Directions for this task:
Rewrite the listing below, putting "site inspection log" wherever "field-survey record" appears and changing nothing else. Leave the pictures out.

Provided data:
* * * *

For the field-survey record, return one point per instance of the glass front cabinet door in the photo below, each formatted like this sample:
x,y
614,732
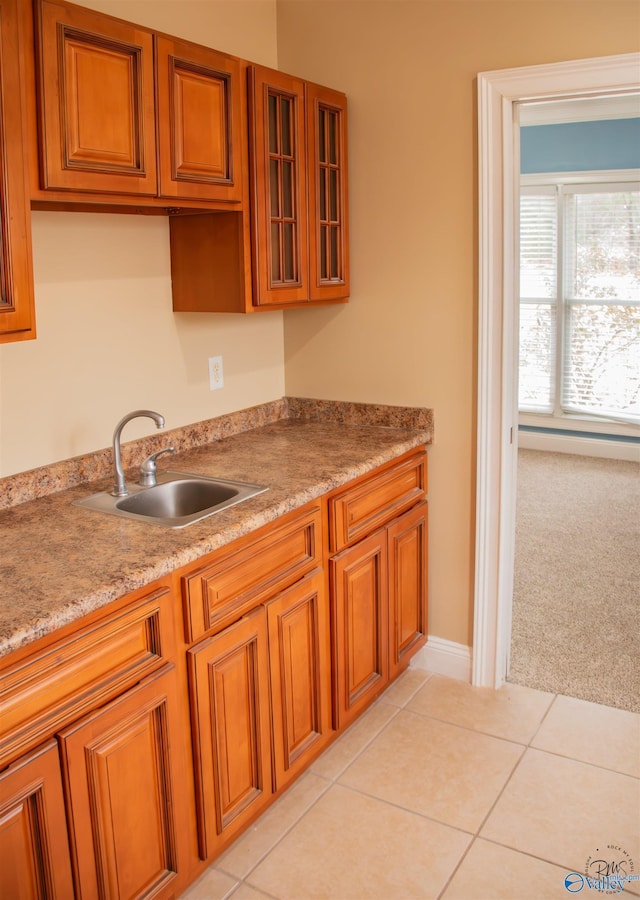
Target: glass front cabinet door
x,y
299,185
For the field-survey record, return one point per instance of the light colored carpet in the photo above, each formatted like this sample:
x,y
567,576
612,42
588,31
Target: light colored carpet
x,y
576,608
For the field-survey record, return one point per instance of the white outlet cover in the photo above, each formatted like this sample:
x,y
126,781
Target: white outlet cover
x,y
216,373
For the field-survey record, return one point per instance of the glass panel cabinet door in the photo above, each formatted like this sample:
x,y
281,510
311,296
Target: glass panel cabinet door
x,y
328,214
277,122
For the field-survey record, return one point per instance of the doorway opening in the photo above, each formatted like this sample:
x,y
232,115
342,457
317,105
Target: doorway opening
x,y
499,93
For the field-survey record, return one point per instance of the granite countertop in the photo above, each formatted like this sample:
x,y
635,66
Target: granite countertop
x,y
61,561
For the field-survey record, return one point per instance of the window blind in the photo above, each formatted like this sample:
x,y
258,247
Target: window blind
x,y
602,288
580,301
538,300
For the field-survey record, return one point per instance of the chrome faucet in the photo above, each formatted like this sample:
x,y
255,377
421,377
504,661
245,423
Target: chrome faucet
x,y
119,484
148,469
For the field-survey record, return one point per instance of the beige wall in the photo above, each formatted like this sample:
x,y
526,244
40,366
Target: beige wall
x,y
408,336
108,341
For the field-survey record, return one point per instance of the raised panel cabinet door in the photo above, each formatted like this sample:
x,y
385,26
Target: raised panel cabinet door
x,y
279,187
229,683
17,318
34,849
201,134
97,105
407,539
124,791
328,197
300,657
360,614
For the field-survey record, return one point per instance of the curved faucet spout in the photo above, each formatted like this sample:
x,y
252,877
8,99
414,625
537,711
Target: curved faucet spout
x,y
119,485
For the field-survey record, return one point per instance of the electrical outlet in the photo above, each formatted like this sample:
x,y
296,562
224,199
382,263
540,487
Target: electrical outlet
x,y
216,375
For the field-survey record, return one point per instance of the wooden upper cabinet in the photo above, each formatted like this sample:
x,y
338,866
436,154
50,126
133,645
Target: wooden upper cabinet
x,y
200,122
328,203
17,319
131,114
279,187
97,102
298,143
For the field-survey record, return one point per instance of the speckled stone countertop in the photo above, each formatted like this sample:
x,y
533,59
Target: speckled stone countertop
x,y
61,561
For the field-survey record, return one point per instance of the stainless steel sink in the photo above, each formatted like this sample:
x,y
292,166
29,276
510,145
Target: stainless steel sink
x,y
178,499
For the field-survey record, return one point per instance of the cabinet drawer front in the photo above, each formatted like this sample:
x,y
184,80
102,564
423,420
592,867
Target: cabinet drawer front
x,y
77,674
374,502
218,593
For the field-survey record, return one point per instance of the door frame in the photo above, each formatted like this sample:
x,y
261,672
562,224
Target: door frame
x,y
498,150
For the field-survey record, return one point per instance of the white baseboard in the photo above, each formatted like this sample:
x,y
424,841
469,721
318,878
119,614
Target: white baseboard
x,y
560,443
444,658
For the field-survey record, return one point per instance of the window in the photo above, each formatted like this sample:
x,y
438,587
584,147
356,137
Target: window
x,y
580,300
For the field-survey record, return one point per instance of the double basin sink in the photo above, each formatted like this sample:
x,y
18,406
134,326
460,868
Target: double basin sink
x,y
178,499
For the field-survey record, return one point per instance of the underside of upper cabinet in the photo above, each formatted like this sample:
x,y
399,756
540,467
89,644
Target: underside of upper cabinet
x,y
295,240
17,318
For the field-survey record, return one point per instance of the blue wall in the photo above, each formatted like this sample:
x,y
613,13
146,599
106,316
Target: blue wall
x,y
580,146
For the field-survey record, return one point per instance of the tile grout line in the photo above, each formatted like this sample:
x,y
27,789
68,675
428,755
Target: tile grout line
x,y
476,836
330,782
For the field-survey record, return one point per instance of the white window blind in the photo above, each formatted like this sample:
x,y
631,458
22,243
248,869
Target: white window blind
x,y
538,299
580,301
602,289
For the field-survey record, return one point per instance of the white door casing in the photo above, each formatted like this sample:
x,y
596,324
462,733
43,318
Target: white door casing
x,y
498,151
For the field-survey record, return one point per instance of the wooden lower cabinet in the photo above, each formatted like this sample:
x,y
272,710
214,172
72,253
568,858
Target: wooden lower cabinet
x,y
300,667
229,684
379,607
360,611
34,850
123,788
407,551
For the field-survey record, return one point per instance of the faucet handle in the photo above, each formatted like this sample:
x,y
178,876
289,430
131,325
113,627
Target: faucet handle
x,y
148,469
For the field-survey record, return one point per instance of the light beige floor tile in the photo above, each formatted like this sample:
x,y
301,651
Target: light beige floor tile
x,y
246,892
213,885
335,760
592,733
565,811
512,712
352,847
442,771
402,690
250,848
491,872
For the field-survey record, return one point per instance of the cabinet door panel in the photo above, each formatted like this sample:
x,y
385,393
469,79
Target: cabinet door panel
x,y
97,102
17,319
34,850
123,788
328,204
277,142
201,131
360,598
229,681
299,653
407,587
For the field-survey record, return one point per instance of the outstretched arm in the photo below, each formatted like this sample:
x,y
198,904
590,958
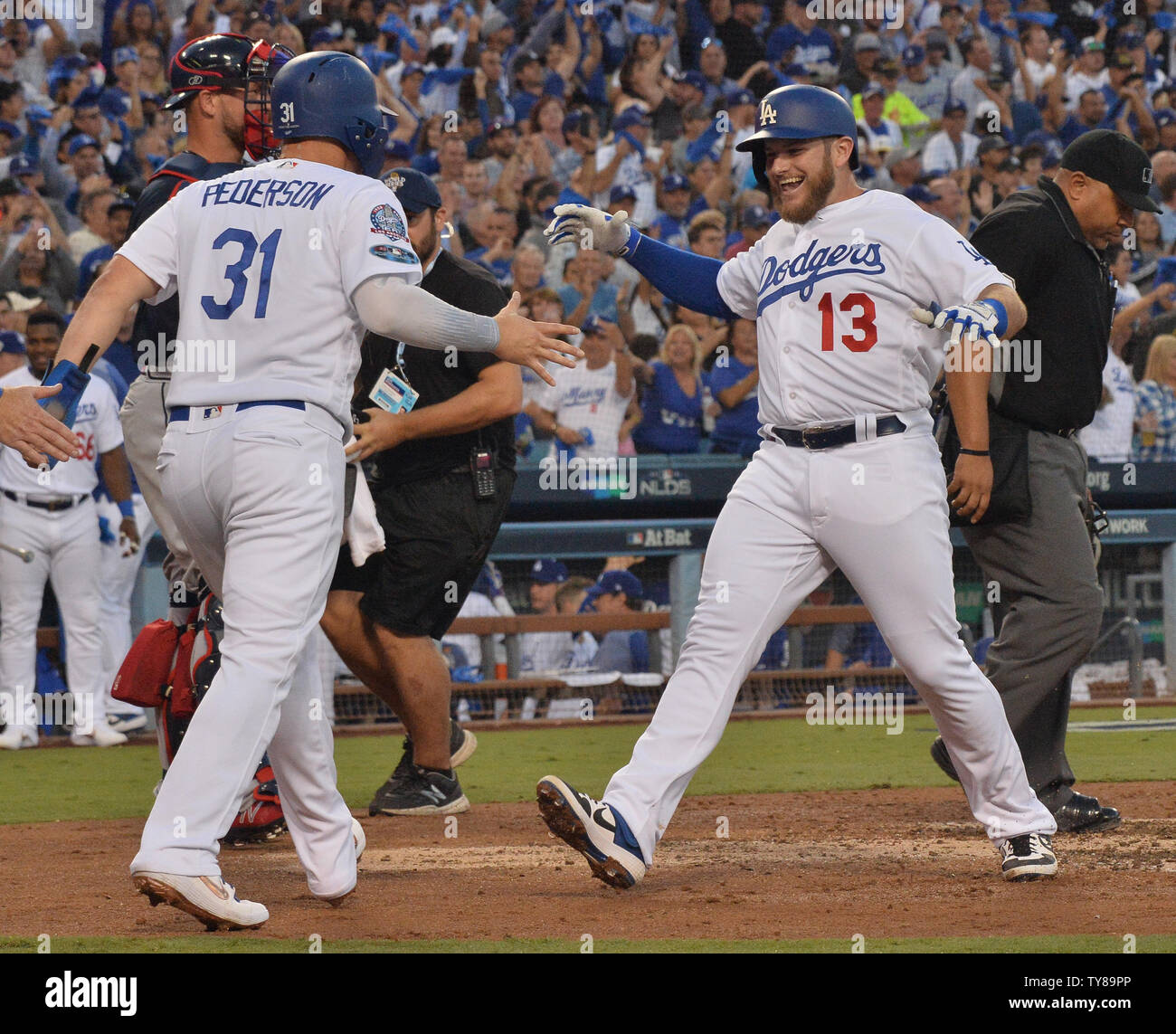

* * * *

Result of this exercise:
For the site inspection log, return one point per instance of the glass front cabinet door in the photo below, each formatted like this sample:
x,y
614,732
Target: glass front cabinet door
x,y
299,185
For the site inspection log, return one point per instance of the light colored carpet in the photo above, each formatted like this sample:
x,y
567,576
612,42
588,31
Target: light colored carpet
x,y
576,608
For the site inspection log, return one point per instance of the white outlet cover in the photo above, each formatted like this sample:
x,y
126,781
Target: white outlet cover
x,y
216,373
For the site inspection log, return one point per instance of the glass panel cabinet door in the photo above, each formatted like this sample:
x,y
281,510
311,296
Target: glass panel cabinet door
x,y
328,214
277,122
For the site inspection log, return one point per instance of the doorway opening in the photo above, each formatted like this sample:
x,y
232,115
342,457
317,105
Target: doorway opening
x,y
499,93
For the site inspection log, return one point per instance of the granite countertop in the photo above, each formatted like this sample:
x,y
635,66
Target: granite countertop
x,y
61,561
For the site inspection log, return one point per instance of the window blind in the photo above, each formatted like this sample:
x,y
258,247
Target: window blind
x,y
602,288
580,301
538,300
For the site inspection log, return one point per instance of the chrome faucet in the photo above, each formatted like this sample:
x,y
255,377
421,377
504,661
245,423
Target: chrome faucet
x,y
119,484
148,469
For the site inspection log, return one point per instance of the beige wall in the photo above, each formatted like this sample:
x,y
526,244
40,366
Target: beige wall
x,y
408,336
108,341
For the site inspection log, return one point per instance of the raised panel cabinet door in the photo above, each formatted like this sample:
x,y
385,26
Target: raised panel cabinet door
x,y
279,187
229,683
17,318
34,849
201,134
97,105
407,539
124,791
328,197
300,657
360,614
For the site inspection log, return one point per instance of the curved faucet spout in the photo above, each formatted like this sample:
x,y
252,877
8,99
414,625
537,711
Target: curved faucet spout
x,y
119,485
For the site inspection log, return one point per instance of the electrical outlet in the photo above, each formatted like this sample:
x,y
296,562
224,199
382,263
540,487
Target: electrical outlet
x,y
216,375
For the site inspection log, return one point per instance of the wooden upper cabinet in the photo above, each formatted like this sample:
x,y
338,866
436,154
50,126
133,645
Target: wooden upper cabinet
x,y
200,122
328,203
17,319
131,114
279,187
97,102
298,143
For the site inspection log, return one point per instance of the speckled stone countertop in the photo above, each formatted like this sample:
x,y
533,59
Target: speckled stone countertop
x,y
61,561
For the site inspection log, return one point per instance of the stainless steel sink in the photo above, each formatted like this sample:
x,y
292,166
29,276
510,145
Target: stainless steel sink
x,y
178,499
For the site inspection log, return one point per instance of the cabinet drawer front in the photo above, each formatted like this sample:
x,y
184,80
102,564
423,420
592,867
Target: cabinet drawer front
x,y
77,674
374,502
218,593
For the site inspection log, return one point per instance of the door frame in the photo above, each formatted like this sample:
x,y
261,672
562,224
Target: door frame
x,y
498,150
For the site inspection log, return one point per instance of the white baseboard in the photo above, each formatted like this sample:
x,y
424,841
469,721
318,878
119,614
Target: white baseboard
x,y
560,443
444,658
For the site inspection log, return one point per instance of the window in the photo above, each formatted like this sample:
x,y
438,587
584,147
356,137
Target: window
x,y
580,300
For the site inspection log, return one point per instance of the double basin sink in the photo above, each formatted like this sample:
x,y
18,406
134,326
460,868
Target: double basin sink
x,y
178,499
For the site inspection log, return one point per instance of the underside of upper cabinet in the photo above, each formatted like this sample:
x,y
399,756
540,467
89,644
Target: underside of upper cabinet
x,y
295,240
17,318
For the site inspection log, return one point per instance of the blue wall in the photo above, each formatted like this sample:
x,y
613,13
146,599
106,316
Target: blue wall
x,y
580,146
For the site inspection log, return one point per instance of the tile grout line in the photo above, each formatted like this sample:
x,y
27,789
68,675
428,755
Target: tile grout line
x,y
476,836
330,782
For the site inspection log, return one point per instance of the white window blind in the photo above, each formatted like this sample:
x,y
631,458
22,243
248,869
Target: white window blind
x,y
538,299
580,301
602,289
For the site inspection log, return one point per instance of the white door casing in the photo above, each formatted like this sample:
x,y
596,324
462,733
43,318
Target: white door casing
x,y
498,151
For the site inspection log, return one point per instance of the wooden lower cabinet in the photo above, each formatted like this sample:
x,y
272,710
214,172
72,253
568,858
Target: wooden lower cabinet
x,y
300,667
229,684
379,607
360,611
34,850
123,788
407,551
For the site inspection log, return one point per instance of the faucet handle in the photo above, each formatted like this sample:
x,y
178,876
289,430
131,325
113,627
Target: faucet handle
x,y
148,469
For the site inspection log, return one point per instance of the light beige floor tile in the photo above, each formatted like this sample:
x,y
301,651
Target: light beige floor tile
x,y
246,892
213,885
335,760
592,733
565,811
512,712
352,847
442,771
402,690
250,848
491,872
For the site inspection log, return one point per instance of the cabinet door panel in the photo above, each formatted like this sample:
x,y
385,393
469,79
Target: cabinet door panel
x,y
97,102
17,319
34,850
123,788
328,204
277,142
201,131
360,598
229,681
299,653
407,587
For the site inspection log, return one point per instance of the outstretched arm in the photo below, each formatted like this sample:
x,y
198,904
590,958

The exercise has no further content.